- Short exercise:
List every line of the material below that contains the word "interior".

Entries from a set of point annotations:
┌──

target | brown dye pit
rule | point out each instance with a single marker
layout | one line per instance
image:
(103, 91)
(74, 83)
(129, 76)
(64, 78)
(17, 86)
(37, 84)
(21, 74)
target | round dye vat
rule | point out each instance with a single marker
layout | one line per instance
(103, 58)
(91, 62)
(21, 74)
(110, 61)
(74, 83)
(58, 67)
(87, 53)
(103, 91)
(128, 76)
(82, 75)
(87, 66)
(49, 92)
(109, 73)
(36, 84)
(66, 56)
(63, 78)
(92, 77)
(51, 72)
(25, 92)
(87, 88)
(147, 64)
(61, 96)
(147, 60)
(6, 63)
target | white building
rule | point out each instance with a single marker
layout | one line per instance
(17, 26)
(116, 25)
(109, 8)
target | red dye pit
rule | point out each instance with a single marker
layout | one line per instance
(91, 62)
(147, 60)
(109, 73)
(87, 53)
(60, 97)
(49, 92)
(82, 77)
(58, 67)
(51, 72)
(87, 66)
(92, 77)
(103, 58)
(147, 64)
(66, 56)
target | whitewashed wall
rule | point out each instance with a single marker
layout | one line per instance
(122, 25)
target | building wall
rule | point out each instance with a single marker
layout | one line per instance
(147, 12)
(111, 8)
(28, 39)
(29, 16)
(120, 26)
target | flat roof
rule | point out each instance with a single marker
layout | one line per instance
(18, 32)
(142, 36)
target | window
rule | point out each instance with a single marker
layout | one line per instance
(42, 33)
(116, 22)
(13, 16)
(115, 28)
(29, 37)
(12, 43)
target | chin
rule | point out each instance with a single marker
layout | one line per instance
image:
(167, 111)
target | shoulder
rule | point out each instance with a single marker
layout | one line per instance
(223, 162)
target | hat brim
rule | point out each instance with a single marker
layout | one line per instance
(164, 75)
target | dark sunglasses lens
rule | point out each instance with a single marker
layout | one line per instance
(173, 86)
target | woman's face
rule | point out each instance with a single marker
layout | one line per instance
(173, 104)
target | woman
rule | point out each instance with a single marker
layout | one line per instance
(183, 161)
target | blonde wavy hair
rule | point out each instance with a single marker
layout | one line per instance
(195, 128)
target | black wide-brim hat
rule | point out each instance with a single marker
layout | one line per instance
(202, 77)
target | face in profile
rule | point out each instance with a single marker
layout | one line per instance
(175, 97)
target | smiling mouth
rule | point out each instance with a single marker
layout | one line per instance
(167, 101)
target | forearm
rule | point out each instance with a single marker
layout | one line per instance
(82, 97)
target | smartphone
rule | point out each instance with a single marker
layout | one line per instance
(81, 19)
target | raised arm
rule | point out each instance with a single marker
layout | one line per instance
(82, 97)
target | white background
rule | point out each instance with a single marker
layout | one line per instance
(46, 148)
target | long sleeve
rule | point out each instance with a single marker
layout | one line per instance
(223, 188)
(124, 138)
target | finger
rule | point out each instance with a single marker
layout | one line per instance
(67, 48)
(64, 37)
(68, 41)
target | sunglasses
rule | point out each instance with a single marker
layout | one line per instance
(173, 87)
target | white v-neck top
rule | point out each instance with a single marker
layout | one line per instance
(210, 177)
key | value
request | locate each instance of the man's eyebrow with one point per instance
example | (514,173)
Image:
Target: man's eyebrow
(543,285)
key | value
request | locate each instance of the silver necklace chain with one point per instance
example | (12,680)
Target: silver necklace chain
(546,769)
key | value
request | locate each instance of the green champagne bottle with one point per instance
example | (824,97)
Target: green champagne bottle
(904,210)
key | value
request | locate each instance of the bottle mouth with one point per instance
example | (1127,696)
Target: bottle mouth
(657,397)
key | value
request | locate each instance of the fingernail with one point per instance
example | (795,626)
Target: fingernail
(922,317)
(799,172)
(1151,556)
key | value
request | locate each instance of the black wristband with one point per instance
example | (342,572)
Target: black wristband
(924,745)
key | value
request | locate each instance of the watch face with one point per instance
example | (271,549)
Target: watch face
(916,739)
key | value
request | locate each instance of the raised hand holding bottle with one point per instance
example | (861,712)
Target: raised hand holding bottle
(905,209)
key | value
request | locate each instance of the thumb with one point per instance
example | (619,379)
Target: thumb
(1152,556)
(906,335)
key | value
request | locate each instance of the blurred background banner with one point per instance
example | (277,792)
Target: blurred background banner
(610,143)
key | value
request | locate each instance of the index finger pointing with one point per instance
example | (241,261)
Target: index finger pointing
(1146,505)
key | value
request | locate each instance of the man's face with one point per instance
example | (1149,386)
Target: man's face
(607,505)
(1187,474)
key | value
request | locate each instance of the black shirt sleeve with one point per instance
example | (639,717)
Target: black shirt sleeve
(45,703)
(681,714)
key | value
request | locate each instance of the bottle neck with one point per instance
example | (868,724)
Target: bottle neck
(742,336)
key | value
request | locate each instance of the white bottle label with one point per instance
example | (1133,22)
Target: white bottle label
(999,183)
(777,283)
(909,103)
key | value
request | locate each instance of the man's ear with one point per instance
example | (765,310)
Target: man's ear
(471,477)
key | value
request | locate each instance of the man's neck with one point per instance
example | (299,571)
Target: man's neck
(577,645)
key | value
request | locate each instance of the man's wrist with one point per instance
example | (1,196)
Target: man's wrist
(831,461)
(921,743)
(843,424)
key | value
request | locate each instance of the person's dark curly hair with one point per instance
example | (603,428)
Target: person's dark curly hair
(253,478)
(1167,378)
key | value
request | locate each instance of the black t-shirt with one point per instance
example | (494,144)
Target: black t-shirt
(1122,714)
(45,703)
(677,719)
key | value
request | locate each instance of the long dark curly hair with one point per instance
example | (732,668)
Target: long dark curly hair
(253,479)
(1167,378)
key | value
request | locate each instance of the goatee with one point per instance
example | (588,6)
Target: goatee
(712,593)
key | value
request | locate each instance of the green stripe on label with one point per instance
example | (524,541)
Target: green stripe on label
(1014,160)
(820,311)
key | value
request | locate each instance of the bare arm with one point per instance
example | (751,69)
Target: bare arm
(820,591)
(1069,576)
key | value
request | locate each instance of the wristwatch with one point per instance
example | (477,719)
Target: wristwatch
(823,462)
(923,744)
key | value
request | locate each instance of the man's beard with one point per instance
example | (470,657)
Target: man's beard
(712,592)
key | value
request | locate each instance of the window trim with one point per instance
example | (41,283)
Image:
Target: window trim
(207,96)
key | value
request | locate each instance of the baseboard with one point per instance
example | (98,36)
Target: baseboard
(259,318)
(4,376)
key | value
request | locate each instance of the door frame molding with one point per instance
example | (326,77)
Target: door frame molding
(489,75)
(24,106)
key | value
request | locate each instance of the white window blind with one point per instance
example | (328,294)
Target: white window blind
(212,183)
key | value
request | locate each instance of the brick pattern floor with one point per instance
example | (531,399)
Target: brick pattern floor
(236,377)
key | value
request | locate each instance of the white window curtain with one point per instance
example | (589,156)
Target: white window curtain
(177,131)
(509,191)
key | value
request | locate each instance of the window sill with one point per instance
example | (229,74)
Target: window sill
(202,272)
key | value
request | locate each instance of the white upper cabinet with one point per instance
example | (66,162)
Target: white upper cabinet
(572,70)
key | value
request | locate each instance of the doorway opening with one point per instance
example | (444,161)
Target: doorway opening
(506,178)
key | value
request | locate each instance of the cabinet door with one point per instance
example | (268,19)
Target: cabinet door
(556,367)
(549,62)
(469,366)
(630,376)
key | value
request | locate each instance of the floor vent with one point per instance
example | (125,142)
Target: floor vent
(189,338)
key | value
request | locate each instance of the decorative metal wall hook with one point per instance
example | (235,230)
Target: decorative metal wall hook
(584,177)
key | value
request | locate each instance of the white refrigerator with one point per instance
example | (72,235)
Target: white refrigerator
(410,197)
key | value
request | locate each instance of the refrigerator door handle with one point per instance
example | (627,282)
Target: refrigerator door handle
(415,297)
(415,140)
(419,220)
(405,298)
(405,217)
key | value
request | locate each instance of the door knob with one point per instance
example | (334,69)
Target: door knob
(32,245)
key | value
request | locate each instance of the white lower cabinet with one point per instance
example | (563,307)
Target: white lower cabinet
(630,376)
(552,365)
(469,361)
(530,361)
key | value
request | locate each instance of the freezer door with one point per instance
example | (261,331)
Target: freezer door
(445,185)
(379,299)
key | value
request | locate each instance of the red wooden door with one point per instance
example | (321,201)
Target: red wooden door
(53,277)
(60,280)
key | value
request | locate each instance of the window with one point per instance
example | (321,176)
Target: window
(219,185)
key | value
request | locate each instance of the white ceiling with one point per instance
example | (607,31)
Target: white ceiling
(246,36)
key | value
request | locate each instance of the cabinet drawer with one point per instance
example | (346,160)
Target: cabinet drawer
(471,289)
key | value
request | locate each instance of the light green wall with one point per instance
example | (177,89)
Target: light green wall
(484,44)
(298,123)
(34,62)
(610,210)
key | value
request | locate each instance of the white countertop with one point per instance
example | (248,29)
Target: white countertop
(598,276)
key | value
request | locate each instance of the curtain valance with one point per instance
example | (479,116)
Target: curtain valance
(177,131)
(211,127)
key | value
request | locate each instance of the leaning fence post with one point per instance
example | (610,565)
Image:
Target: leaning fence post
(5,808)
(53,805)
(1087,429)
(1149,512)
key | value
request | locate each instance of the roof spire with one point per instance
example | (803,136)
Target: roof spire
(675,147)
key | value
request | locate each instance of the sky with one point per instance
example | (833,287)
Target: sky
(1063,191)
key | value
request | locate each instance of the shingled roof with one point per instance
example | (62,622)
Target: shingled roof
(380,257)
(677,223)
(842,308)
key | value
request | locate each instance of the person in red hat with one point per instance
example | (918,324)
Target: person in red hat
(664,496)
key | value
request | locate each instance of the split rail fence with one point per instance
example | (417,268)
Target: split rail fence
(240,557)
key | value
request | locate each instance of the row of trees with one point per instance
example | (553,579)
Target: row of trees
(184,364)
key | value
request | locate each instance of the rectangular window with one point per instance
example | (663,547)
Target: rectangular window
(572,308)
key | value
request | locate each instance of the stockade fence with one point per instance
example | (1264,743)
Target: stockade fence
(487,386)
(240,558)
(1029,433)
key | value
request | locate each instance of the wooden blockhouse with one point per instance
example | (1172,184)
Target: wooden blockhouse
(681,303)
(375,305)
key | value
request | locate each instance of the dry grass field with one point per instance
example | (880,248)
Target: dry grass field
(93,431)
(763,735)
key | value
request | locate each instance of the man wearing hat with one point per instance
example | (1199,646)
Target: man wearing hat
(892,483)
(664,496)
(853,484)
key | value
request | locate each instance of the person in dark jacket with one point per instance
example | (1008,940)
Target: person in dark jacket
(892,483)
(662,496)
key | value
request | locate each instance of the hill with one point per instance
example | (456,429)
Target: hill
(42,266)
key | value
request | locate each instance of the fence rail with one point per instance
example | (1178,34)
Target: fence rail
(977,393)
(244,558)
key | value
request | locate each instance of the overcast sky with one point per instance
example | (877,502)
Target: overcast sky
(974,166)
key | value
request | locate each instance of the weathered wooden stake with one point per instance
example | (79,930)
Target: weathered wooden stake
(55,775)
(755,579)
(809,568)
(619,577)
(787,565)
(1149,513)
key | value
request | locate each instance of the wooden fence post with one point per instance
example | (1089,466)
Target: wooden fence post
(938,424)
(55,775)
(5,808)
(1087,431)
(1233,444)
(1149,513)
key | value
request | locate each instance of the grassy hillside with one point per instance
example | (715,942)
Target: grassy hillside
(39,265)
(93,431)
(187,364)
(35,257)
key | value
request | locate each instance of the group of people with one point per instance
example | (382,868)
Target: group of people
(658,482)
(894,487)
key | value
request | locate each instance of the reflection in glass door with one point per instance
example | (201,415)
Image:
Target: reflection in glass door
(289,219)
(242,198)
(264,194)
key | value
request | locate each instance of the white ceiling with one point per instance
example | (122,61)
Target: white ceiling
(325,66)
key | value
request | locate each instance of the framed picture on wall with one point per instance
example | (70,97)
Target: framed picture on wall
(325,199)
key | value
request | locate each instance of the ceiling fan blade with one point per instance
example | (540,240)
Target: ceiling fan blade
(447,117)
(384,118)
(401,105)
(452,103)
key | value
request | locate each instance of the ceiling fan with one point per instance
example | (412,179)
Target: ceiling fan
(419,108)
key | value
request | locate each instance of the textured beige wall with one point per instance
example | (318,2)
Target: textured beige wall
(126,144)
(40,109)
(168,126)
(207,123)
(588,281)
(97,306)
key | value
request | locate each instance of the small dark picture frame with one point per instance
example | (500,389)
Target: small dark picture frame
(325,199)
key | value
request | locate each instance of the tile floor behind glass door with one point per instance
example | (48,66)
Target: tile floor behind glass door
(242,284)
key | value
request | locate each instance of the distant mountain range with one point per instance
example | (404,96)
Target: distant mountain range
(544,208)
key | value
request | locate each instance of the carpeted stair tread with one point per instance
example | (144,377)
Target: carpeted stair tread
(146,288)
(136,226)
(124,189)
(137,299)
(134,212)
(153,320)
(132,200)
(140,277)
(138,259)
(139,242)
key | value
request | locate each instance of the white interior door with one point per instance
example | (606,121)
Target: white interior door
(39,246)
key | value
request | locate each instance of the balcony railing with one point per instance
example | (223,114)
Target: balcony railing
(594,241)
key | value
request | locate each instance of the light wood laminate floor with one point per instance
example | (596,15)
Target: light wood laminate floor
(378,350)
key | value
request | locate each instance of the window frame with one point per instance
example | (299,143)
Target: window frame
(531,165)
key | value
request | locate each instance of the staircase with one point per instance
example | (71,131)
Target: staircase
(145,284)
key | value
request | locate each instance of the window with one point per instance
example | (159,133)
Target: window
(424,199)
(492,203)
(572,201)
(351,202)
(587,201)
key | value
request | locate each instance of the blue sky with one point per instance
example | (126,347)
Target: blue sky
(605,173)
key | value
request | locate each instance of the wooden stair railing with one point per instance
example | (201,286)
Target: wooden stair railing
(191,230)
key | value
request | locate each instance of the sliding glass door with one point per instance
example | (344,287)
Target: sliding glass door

└──

- Task result:
request | locate each instance of the white interior door with one point per instance
Target: white interior door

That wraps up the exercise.